Input records ::
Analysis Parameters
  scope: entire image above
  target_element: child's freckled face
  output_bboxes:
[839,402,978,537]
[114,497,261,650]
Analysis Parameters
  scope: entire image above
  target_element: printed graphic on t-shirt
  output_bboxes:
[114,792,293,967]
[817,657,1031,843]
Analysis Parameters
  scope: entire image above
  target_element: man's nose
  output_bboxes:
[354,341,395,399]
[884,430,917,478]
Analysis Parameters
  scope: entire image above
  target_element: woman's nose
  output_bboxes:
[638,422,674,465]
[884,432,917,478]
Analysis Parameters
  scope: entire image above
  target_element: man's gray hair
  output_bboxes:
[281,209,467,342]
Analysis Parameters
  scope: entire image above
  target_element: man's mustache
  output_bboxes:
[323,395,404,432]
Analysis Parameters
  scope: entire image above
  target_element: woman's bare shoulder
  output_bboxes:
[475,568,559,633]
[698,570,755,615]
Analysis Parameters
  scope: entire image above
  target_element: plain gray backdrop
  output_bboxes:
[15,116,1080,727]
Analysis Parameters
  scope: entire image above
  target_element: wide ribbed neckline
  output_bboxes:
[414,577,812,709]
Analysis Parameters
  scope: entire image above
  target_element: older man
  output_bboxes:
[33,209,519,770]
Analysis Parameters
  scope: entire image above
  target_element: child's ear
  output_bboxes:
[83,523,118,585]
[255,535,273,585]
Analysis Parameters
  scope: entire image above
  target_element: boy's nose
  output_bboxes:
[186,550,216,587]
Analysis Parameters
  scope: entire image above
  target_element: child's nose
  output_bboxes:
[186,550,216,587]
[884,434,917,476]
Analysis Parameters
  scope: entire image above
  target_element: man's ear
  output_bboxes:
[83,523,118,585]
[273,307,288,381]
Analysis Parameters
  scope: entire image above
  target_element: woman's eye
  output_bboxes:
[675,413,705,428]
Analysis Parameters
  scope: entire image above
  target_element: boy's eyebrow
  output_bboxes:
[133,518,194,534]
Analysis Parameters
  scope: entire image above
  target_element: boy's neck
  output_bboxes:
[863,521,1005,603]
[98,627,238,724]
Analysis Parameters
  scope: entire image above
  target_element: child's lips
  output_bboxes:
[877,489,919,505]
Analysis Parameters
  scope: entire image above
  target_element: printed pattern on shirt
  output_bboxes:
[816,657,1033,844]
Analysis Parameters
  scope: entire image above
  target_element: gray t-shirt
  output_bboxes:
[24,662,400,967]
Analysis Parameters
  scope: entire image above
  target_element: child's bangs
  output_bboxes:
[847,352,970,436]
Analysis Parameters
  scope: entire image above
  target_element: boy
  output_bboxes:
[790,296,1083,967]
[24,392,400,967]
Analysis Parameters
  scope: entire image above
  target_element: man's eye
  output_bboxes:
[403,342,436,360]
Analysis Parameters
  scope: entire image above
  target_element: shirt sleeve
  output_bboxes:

Brief :: Return every line of the records above that contains the word "printed", copied in full. Case counts.

Finished task ::
  target_element: printed graphic on t-shirt
  target_element: printed pattern on shirt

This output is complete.